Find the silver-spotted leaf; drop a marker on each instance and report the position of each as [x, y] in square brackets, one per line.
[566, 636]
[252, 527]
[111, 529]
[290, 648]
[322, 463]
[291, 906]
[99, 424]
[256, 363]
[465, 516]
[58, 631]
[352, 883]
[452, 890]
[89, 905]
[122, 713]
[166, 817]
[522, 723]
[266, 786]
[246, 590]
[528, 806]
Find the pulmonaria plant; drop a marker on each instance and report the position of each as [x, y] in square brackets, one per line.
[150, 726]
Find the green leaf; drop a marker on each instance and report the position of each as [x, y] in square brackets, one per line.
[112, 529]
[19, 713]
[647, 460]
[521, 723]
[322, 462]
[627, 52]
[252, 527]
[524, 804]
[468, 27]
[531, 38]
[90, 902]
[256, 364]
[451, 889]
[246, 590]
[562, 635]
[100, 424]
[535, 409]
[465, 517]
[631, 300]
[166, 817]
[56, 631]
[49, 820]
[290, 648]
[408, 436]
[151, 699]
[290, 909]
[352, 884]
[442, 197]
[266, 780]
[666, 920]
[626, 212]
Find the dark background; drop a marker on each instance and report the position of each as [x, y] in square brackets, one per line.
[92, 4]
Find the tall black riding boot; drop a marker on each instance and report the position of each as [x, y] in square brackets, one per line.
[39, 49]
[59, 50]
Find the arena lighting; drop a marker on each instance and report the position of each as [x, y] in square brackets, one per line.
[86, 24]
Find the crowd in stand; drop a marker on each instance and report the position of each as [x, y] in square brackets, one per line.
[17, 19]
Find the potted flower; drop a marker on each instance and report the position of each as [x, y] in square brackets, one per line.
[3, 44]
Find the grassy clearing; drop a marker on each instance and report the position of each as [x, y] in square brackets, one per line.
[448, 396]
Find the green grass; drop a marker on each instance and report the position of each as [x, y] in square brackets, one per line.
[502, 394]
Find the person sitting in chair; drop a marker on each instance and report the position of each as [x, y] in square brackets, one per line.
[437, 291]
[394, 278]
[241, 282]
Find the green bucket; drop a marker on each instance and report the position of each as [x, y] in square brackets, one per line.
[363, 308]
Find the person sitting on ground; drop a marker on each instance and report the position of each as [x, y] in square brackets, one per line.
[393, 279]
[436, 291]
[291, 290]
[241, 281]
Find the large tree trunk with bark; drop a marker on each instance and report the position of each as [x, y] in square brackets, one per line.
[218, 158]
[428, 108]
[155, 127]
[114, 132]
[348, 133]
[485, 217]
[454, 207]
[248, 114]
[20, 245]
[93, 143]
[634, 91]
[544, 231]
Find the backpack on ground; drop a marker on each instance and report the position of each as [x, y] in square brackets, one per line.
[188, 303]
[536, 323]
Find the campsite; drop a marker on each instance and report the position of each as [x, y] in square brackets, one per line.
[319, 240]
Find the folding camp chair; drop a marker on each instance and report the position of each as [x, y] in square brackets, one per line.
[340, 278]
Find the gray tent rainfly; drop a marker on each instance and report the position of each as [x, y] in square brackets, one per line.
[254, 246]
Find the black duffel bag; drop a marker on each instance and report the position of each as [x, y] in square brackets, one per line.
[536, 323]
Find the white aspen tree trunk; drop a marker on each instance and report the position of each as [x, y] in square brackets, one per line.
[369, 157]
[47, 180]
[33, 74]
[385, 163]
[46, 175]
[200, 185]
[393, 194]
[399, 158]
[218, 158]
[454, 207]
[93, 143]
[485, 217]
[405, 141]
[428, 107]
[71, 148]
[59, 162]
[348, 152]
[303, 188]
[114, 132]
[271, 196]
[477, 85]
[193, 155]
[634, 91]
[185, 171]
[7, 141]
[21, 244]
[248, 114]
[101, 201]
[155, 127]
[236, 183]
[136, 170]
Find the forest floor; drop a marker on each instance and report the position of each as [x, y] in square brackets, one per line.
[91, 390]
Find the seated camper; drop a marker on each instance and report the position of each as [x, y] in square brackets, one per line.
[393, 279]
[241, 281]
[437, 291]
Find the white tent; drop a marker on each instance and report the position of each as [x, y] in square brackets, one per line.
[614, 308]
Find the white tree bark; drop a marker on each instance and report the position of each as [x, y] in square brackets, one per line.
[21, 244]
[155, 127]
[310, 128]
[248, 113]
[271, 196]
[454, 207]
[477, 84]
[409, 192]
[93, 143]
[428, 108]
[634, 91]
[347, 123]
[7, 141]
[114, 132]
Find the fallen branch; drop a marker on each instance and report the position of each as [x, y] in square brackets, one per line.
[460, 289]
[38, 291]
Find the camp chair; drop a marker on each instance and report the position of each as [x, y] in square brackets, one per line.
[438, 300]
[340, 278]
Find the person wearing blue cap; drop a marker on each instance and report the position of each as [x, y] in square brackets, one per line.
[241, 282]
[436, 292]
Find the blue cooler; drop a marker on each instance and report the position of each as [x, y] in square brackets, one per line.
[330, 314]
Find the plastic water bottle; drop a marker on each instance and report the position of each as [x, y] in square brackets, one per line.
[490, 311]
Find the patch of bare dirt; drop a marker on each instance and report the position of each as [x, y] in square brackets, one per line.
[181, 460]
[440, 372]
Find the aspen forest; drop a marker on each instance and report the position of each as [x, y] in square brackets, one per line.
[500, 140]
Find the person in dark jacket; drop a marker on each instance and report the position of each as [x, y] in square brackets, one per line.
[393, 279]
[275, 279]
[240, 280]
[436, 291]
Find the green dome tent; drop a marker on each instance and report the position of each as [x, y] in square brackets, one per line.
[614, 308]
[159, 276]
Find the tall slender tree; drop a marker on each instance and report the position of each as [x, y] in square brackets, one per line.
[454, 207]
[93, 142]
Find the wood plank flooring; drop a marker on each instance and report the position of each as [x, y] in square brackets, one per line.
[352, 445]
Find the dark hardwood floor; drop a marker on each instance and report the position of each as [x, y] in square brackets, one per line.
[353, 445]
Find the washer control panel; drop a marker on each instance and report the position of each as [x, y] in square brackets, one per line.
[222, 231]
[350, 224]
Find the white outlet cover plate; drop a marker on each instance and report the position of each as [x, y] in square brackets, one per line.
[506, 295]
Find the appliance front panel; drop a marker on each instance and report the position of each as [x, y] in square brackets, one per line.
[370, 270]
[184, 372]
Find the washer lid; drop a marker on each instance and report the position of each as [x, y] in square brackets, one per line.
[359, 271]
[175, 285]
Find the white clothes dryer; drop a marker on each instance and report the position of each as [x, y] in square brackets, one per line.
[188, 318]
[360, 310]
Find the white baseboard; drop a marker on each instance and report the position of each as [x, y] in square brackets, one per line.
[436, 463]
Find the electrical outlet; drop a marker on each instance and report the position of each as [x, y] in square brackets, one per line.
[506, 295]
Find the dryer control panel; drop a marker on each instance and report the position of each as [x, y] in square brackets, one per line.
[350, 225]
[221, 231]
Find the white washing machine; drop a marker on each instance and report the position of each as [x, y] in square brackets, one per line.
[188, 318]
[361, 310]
+ + + + + + +
EXERCISE
Each of the entries must be set down exactly, none omitted.

TASK RESPONSE
Find the silver-spotted leaf; drop a marker on each instance and report the position of each as [x, y] in square brackets, one per line.
[566, 636]
[252, 527]
[111, 529]
[290, 648]
[322, 463]
[291, 906]
[99, 424]
[256, 363]
[465, 516]
[58, 631]
[352, 883]
[452, 890]
[89, 905]
[122, 713]
[166, 817]
[522, 723]
[266, 786]
[246, 590]
[528, 806]
Find the pulmonaria plant; drop a marker on each instance and report the position of each as [x, y] in square brackets, one per line.
[150, 726]
Find the green leaf; drop a marker on each instance and report the position of each as [x, y] in square brackets, one per line.
[112, 529]
[19, 713]
[647, 460]
[521, 723]
[322, 462]
[627, 52]
[252, 527]
[524, 804]
[468, 27]
[531, 38]
[90, 902]
[256, 364]
[451, 889]
[246, 590]
[562, 635]
[100, 424]
[535, 409]
[465, 517]
[631, 300]
[166, 817]
[56, 631]
[49, 820]
[290, 648]
[408, 436]
[151, 699]
[290, 909]
[352, 884]
[442, 197]
[266, 780]
[666, 920]
[626, 212]
Find the dark background; drop a marker on each instance and report the position of each as [x, y] in square brackets, one per line.
[92, 4]
Find the tall black riding boot; drop a marker on each instance and report the position of each as [x, y] in square brackets, one per line.
[39, 49]
[59, 50]
Find the arena lighting; drop a marker on each instance and report the position of each as [x, y] in square brackets, one per line.
[86, 24]
Find the crowd in stand; drop a marker on each instance and report the position of each as [x, y] in square brackets, one per line.
[17, 19]
Find the potted flower; drop a marker on each instance and report the position of each as [x, y] in square brackets, one per line.
[3, 44]
Find the grassy clearing; drop a marker on each instance and report the position of each as [x, y] in square brackets, one per line.
[448, 396]
Find the green grass; drop a marker on each instance and report the position of each as [x, y] in square brackets, one per line.
[502, 394]
Find the person sitting in chair; drop a marker on each instance and report the position of each as [x, y] in square brackets, one per line.
[437, 291]
[394, 278]
[241, 282]
Find the green bucket; drop a marker on each instance and report the position of each as [x, y] in square brackets, one per line.
[363, 308]
Find the person sitting on ground; drop a marker on each instance and report the position of each as [x, y] in square brackets, one per line.
[393, 279]
[436, 291]
[291, 290]
[241, 281]
Find the large tree trunk with bark; drop a marker on each instance and report the position of each as [x, y] in square brackets, one per line.
[218, 158]
[428, 108]
[155, 127]
[114, 132]
[348, 133]
[485, 217]
[454, 207]
[248, 114]
[20, 245]
[93, 143]
[634, 91]
[544, 231]
Find the backpack on ground; drop a marker on each instance and report the position of each as [x, y] in square brackets, one per line.
[188, 303]
[536, 323]
Find the campsite; drop a marker on each instance and report the position of each as [x, y] in square brackets, one per line.
[319, 240]
Find the folding camp chair; drop a marker on each instance and report the position of each as [x, y] in square brackets, one per line.
[340, 278]
Find the gray tent rainfly; drop a marker on each instance and report the position of each as [x, y] in square brackets, one per line.
[254, 246]
Find the black duffel bag; drop a marker on each instance and report the position of each as [x, y] in square brackets, one per line.
[536, 323]
Find the white aspen tree trunk; drop a marker on each instance and report the position of each as [x, y] in square brackets, one per line.
[369, 157]
[47, 180]
[33, 74]
[385, 163]
[46, 175]
[200, 185]
[393, 194]
[399, 158]
[218, 158]
[454, 207]
[93, 143]
[485, 217]
[405, 141]
[428, 107]
[71, 148]
[59, 162]
[348, 152]
[303, 188]
[114, 132]
[271, 196]
[477, 85]
[193, 155]
[634, 91]
[185, 171]
[7, 141]
[21, 244]
[248, 114]
[101, 201]
[155, 127]
[236, 183]
[136, 170]
Find the forest floor; drop a marker on each instance and report the position of each as [x, y] in square brackets, one per line.
[91, 390]
Find the seated camper; drop a marker on each instance and report the position of each as [x, y] in square brackets, one per line.
[393, 279]
[241, 281]
[437, 291]
Find the white tent; drop a marker on each instance and report the position of each as [x, y] in square brackets, one per line.
[614, 308]
Find the white tree bark; drop a marker on each instance and report the position of each as [x, y] in square brackets, one per line.
[21, 244]
[155, 127]
[310, 128]
[248, 113]
[271, 196]
[454, 207]
[477, 84]
[409, 192]
[93, 143]
[428, 108]
[634, 91]
[347, 123]
[7, 141]
[114, 132]
Find the fallen branch; drop a marker on each instance and report the position of each as [x, y] in square brackets, one per line.
[460, 289]
[38, 291]
Find the camp chair; drop a marker on each instance and report the position of each as [x, y] in square brackets, one per line.
[438, 300]
[340, 278]
Find the person wearing blue cap; drop a marker on each instance and report the position of each as [x, y] in square brackets, one per line.
[241, 282]
[436, 292]
Find the blue cooler; drop a marker on each instance and report the position of each as [x, y] in square brackets, one per line.
[330, 314]
Find the plastic water bottle; drop a marker on each instance and report the position of each as [x, y] in square brackets, one per line.
[490, 311]
Find the patch of bare dirt; drop a marker on each instance and report the position of each as [x, y] in square brackets, one per line.
[181, 460]
[440, 372]
Find the aspen forest; drop a marker on each instance and report the position of each as [x, y] in square brackets, one per line.
[500, 140]
Find the person in dark jacket; drop a marker on each instance and report the position of each as [x, y] in square brackets, one per line.
[393, 279]
[275, 279]
[240, 280]
[436, 291]
Find the green dome tent; drop a marker on each instance and report the position of each as [x, y] in square brackets, one per line.
[614, 308]
[159, 276]
Find the tall slender tree; drop a marker on each instance and report the position of each as [x, y] in square brackets, one per line.
[454, 207]
[93, 142]
Find the wood plank flooring; drop a marker on each instance and report the position of each as [x, y] in square brackets, one per line.
[352, 445]
Find the dark hardwood floor; drop a marker on each instance and report the position of each as [x, y] in square brackets, one per line.
[353, 445]
Find the washer control panel; drop a marker on each instance and report the position of each as [x, y] in square brackets, one per line.
[222, 231]
[350, 224]
Find the white outlet cover plate; drop a marker on each instance and report the position of each as [x, y] in square brackets, one per line.
[506, 295]
Find the appliance front panel; drop a marker on each instance and report the position of each as [x, y] in square brackets, one per line.
[370, 270]
[184, 372]
Find the washer lid; drop a marker on each instance and report the position of each as [x, y] in square brackets, one per line.
[359, 271]
[175, 285]
Find the white clothes dryer; drop a marker on each instance and report the position of each as [x, y] in square brackets, one per line.
[188, 318]
[360, 310]
Find the white baseboard; drop a marker on each instance and report the position of each as [x, y] in square brackets, one per line.
[436, 463]
Find the electrical outlet; drop a marker on each instance and report the position of each as [x, y] in square brackets, one per line.
[506, 295]
Find the dryer control panel; drop a marker on each instance and report the position of each as [x, y] in square brackets, one per line.
[350, 225]
[221, 231]
Find the white washing machine; drop a marker on each instance and report the position of each as [x, y] in square brackets, one per line.
[188, 318]
[361, 310]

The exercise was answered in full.